_TO BE DONE_: Output the data as a Markdown table with the columns Row and Line, numbering each line and leaving out blank lines. Begin at the line containing "of the city" and continue through the end of the data.

(Point labeling dataset excerpts)

BEGIN

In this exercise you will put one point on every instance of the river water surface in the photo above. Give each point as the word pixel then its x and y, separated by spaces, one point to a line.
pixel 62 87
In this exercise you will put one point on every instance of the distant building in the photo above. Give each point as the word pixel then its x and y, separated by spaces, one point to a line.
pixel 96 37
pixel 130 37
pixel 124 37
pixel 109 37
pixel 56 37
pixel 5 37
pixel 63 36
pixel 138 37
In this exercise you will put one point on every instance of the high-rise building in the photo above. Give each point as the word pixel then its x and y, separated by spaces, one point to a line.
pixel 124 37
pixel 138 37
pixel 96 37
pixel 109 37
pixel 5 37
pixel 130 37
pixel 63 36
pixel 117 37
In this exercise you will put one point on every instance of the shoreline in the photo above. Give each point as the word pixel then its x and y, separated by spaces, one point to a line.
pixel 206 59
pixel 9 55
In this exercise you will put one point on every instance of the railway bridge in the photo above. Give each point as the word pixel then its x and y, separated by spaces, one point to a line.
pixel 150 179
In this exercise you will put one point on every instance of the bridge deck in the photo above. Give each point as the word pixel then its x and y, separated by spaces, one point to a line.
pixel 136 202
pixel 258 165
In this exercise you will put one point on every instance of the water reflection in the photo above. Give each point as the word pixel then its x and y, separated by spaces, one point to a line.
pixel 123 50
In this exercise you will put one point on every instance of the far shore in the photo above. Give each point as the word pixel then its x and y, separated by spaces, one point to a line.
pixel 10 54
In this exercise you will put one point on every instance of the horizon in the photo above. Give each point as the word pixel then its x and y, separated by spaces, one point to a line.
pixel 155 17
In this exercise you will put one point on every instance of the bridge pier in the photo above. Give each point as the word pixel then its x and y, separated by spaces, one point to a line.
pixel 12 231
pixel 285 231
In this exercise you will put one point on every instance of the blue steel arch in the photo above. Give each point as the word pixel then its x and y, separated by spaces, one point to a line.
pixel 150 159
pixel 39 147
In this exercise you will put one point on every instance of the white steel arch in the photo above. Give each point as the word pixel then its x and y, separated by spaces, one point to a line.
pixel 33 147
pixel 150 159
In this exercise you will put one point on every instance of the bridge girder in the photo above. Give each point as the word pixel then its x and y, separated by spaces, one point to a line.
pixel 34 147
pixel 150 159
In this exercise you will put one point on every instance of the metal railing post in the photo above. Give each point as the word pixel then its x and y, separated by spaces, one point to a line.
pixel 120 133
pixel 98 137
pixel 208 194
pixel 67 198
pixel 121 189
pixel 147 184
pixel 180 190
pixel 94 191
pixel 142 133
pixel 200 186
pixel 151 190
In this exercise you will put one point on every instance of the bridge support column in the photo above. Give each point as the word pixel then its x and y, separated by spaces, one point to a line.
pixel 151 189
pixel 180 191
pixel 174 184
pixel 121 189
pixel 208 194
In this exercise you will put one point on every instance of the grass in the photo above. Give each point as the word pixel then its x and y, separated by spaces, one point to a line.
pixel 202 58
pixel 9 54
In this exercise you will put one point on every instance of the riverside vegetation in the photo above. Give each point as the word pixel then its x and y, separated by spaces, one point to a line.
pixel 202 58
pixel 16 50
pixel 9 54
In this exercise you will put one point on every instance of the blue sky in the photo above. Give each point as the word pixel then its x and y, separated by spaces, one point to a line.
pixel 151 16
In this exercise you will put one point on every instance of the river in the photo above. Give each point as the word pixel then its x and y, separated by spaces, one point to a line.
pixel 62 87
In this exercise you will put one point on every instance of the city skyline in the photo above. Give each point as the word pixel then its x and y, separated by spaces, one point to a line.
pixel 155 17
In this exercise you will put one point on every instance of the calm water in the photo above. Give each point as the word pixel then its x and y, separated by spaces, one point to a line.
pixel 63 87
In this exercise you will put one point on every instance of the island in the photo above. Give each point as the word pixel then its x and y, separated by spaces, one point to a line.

END

_EXERCISE OUTPUT_:
| Row | Line |
|---|---|
| 1 | In this exercise you will put one point on every instance of the city skyline in the photo above. Give each point as the word pixel then its x and y, separated by spaces, one point to a line. |
| 2 | pixel 155 17 |
| 3 | In this exercise you will put one point on every instance of the calm water in the photo above. Give each point as the word pixel then its x and y, separated by spaces, one point to a line. |
| 4 | pixel 63 87 |
| 5 | In this exercise you will put one point on every instance of the island in the photo above. Give each point as the word pixel then its x and y, separated by spaces, one point to a line. |